Selected text:

▽

Gut expert Dr Megan Rossi suggests we should aim for 30 different types of plant foods each week.

Megan Rossi, PhD, aka ‘The Gut Doctor’, is a registered dietitian and a research fellow at King’s College London with a passion for gut health.

She explains why her new book Eat More, Live Well focuses on getting us to add more plants to our plates.

What is gut health? Why is gut health important?

“Gut health, namely the health of the trillions of bacteria living in our gut [the microbiome] is considered the biggest emerging area of research in medical and nutritional science [in] the past century, with studies linking a diverse gut microbiome with the lower risk of many diseases such as cancer, heart disease, liver disease, diabetes, asthma, depression and irritable bowel syndrome.

“The more diversity in your diet, the more diverse the nutrient supply for your gut microbes. Well fed, happy gut microbes equals a happier, healthier gut!

“This was the main driving force behind me writing Eat More, Live Well — to spread this landmark discovery beyond the research bubble and help as many people as possible.”

What is the role of gut health in weight loss?

“The gut-metabolism axis is a truly fascinating area. Our gut microbes, and the chemicals they make when they digest the fibre we eat from plants, can impact appetite.

“These chemicals essentially tell our body we’ve had enough. In turn, this halts the production of hunger hormones such as ghrelin, and increases the ‘I’m full’ hormones such as leptin.

“The gut–metabolism axis doesn’t stop there. Microbes and their metabolites have been linked with ‘turning on’ genes in your body that are related to fat distribution.

“In a nutshell, feed your [gut] well and it’s likely to keep everything else in check. So step off the scales [and] put down the calorie counting calculator.”

What triggered your interest in gut health?

“Losing my grandma to bowel cancer was my first trigger. But it was the hundreds of patients and clients, including elite athletes, that got me thinking about the systemic impact of the gut on the health of other organs such as our brain, kidneys and heart.

△

Dataset records:

▽

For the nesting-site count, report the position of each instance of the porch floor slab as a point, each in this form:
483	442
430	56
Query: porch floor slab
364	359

△

Explore the material:
a: Write out the stretch of the gut health interview from "What is gut" through "happier, healthier gut!", word for word.
b: Extend the interview with Megan Rossi on gut health, picking up after its final sentence.

Outputs by task:
a:
What is gut health? Why is gut health important?

“Gut health, namely the health of the trillions of bacteria living in our gut [the microbiome] is considered the biggest emerging area of research in medical and nutritional science [in] the past century, with studies linking a diverse gut microbiome with the lower risk of many diseases such as cancer, heart disease, liver disease, diabetes, asthma, depression and irritable bowel syndrome.

“The more diversity in your diet, the more diverse the nutrient supply for your gut microbes. Well fed, happy gut microbes equals a happier, healthier gut!

b:
“This drove me to undertake a PhD in gut health, specifically looking at whether targeting the gut through the right nutrition can improve not just the health of the gut but other organs in our body too.”

What is the most common gut health issue in the UK?

“Functional gut disorders which present with symptoms such as constipation and bloating affect as many as 20% of the UK.

“But the importance of gut health goes well beyond gut symptoms to include immunity (with 70% of our immune system living in the gut), mental health and metabolic function.

“In fact, research has implicated gut health in the optimal functioning of pretty much every organ in our body.”

How can we eat enough plants?

“I’m all about quick and cost effective hacks to help people reach their diversity goals. It’s as simple as instead of just buying chickpeas, get the four-bean mix.

“Instead of just buying rice, get the seven-grain mix — both price matched examples [are] available from mainstream supermarkets.”

How does research back up your approach?

“Landmark research by McDonald et al [was] the first to demonstrate the importance of plant diversity on gut health.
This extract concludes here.